Only the lines from the one with "Report the position of each instance of the water" onward are wanted, through the last line of the entries, set down exactly.

— start LISTING —

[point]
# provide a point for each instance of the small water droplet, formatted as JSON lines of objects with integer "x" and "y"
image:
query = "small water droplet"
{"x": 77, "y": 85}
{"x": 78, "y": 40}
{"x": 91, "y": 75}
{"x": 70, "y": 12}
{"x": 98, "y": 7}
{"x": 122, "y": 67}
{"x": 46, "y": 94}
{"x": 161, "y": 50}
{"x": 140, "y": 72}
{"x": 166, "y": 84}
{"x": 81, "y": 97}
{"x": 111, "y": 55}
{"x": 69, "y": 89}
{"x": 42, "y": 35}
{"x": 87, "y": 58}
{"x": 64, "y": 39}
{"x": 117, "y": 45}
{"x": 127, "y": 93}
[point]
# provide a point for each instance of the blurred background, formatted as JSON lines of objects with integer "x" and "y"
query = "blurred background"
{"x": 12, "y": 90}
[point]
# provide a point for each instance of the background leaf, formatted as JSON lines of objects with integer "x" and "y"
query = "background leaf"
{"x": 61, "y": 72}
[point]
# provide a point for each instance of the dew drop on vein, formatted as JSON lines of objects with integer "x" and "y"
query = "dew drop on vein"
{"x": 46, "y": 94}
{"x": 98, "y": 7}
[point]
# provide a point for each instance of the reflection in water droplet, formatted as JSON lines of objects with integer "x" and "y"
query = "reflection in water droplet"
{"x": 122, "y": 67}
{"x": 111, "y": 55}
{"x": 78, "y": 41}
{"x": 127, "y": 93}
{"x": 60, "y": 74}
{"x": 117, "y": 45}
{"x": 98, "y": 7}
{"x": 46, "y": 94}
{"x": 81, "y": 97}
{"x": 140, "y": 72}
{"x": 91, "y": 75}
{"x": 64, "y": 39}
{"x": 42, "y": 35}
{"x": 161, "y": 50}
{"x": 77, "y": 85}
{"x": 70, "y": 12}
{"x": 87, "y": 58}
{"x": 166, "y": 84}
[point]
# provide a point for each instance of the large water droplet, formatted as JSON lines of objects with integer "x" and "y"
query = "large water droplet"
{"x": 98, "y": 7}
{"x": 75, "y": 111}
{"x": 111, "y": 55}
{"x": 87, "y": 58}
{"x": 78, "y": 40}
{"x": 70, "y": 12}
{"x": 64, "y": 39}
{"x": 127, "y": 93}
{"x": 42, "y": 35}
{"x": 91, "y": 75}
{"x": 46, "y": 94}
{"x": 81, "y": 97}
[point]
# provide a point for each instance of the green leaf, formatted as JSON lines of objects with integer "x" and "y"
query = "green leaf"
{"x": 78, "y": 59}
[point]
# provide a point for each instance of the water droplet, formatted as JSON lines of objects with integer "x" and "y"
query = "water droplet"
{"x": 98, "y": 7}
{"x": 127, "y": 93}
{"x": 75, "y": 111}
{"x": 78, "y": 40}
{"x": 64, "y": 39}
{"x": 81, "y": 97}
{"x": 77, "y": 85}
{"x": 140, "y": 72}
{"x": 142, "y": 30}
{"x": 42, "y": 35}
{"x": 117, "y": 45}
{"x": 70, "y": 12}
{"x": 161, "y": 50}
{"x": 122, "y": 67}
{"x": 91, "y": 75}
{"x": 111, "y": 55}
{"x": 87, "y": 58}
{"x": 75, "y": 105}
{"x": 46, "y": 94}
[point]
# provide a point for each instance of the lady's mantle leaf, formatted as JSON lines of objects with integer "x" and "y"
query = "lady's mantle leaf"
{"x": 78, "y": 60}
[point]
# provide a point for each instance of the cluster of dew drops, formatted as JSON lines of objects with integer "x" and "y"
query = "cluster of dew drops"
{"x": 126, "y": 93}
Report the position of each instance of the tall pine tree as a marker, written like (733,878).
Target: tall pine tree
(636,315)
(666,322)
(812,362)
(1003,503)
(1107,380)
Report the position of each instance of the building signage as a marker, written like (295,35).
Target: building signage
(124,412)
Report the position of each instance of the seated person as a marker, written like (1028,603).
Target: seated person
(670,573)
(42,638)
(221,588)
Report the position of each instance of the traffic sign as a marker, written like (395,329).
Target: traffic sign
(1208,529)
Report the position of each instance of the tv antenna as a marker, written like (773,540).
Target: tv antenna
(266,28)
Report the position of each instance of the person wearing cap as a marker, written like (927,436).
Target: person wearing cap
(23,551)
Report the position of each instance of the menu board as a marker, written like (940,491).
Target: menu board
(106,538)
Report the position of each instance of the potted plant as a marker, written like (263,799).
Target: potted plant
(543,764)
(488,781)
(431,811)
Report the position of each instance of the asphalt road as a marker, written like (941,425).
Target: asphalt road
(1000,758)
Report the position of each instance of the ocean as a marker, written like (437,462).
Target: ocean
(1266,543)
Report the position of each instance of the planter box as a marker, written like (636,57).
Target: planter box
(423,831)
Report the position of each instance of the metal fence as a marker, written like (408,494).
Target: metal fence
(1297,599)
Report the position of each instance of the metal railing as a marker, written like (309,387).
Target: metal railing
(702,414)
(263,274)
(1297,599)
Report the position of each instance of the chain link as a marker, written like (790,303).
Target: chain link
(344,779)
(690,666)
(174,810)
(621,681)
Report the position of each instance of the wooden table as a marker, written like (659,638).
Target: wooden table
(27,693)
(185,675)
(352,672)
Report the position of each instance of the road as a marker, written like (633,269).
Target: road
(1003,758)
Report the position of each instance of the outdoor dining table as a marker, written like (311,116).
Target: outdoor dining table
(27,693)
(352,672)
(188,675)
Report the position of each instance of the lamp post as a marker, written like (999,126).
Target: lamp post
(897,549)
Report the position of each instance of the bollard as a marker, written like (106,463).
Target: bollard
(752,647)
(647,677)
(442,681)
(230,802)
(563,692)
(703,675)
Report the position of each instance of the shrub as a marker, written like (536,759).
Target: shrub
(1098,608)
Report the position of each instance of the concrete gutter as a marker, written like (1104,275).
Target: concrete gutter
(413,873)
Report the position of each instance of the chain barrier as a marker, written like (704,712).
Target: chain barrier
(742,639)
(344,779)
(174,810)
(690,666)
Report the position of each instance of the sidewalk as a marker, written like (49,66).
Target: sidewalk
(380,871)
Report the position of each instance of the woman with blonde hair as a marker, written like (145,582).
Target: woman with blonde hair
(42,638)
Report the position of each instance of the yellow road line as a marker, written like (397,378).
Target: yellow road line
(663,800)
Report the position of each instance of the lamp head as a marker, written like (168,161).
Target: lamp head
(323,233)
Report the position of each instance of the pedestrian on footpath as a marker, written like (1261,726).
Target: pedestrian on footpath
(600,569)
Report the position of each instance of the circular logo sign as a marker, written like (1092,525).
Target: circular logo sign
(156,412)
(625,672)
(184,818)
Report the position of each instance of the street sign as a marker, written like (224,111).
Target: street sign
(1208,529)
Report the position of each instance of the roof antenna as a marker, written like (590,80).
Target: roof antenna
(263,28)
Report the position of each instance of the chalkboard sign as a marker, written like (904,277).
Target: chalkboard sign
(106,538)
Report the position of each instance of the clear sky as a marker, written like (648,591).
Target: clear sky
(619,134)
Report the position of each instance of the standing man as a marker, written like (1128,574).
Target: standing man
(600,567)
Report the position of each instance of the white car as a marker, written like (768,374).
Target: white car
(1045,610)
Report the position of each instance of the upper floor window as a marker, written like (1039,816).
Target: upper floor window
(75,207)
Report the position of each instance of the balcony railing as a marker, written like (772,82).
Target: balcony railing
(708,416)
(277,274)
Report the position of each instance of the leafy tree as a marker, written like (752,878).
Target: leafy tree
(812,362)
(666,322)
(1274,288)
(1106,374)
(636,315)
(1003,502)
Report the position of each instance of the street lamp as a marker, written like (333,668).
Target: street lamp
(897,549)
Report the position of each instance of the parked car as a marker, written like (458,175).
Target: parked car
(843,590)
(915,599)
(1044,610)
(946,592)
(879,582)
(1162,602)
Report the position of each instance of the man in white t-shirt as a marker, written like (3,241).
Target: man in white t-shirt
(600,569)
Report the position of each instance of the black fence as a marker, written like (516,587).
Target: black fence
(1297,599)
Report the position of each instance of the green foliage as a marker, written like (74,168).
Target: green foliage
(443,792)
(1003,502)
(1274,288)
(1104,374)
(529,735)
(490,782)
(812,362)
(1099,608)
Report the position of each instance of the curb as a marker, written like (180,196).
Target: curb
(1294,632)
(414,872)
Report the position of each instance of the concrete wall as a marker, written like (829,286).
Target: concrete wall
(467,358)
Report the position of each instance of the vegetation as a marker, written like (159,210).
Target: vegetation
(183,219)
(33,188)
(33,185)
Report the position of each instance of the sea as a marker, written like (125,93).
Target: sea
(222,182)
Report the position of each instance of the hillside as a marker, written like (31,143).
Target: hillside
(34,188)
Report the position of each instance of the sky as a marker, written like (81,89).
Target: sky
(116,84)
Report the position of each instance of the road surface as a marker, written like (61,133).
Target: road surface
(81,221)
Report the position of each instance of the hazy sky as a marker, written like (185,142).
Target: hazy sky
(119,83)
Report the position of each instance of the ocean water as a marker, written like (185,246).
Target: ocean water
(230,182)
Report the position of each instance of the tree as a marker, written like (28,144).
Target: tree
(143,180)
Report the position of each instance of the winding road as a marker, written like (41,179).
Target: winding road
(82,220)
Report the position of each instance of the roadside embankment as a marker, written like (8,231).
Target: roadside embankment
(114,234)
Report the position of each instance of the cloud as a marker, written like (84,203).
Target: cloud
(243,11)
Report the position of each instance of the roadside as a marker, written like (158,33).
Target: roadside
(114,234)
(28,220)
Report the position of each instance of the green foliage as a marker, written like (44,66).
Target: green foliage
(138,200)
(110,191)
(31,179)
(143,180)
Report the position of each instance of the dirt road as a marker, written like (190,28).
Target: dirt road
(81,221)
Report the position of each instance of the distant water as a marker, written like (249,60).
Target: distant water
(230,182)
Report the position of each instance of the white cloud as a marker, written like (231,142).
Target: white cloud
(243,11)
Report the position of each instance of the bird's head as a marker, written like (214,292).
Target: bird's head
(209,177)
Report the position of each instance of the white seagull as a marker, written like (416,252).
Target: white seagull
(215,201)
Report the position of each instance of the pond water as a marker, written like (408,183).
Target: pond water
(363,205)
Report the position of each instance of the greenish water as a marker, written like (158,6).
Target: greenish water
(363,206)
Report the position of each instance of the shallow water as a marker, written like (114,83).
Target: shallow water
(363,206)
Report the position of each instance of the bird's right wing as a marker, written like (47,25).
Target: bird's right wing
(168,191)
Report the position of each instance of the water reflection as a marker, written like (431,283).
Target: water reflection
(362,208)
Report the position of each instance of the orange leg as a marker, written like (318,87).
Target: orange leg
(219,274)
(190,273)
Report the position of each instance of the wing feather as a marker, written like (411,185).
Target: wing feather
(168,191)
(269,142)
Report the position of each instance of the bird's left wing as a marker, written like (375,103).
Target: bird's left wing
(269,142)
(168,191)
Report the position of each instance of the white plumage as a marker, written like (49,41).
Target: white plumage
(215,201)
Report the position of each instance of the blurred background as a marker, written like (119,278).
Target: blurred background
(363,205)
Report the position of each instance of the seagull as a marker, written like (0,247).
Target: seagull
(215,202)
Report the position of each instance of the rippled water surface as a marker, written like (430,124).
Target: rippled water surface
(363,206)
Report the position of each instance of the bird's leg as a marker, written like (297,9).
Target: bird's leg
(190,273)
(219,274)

— end LISTING —

TASK SOLUTION:
Report the position of each instance of the water reflection as a marker, written like (431,283).
Target: water reflection
(362,208)
Report the position of each instance of the orange leg as a marker, written like (318,87).
Target: orange leg
(219,274)
(190,273)
Report the position of each instance of the wing feather as a marker, written like (411,185).
Target: wing feather
(168,191)
(269,142)
Report the position of each instance of the bird's left wing as a marker, written like (375,103).
Target: bird's left wing
(269,142)
(168,191)
Report the position of each instance of the white plumage as a marker, written like (49,41).
Target: white plumage
(215,201)
Report the position of each instance of the blurred background as a marker, written like (119,278).
Target: blurred background
(363,205)
Report the position of each instance of the seagull as a marker, written like (0,247).
Target: seagull
(215,202)
Report the position of each instance of the rippled water surface as a marker, written like (430,124).
Target: rippled water surface
(363,206)
Report the position of each instance of the bird's leg as a marker, written like (297,9).
Target: bird's leg
(190,273)
(219,274)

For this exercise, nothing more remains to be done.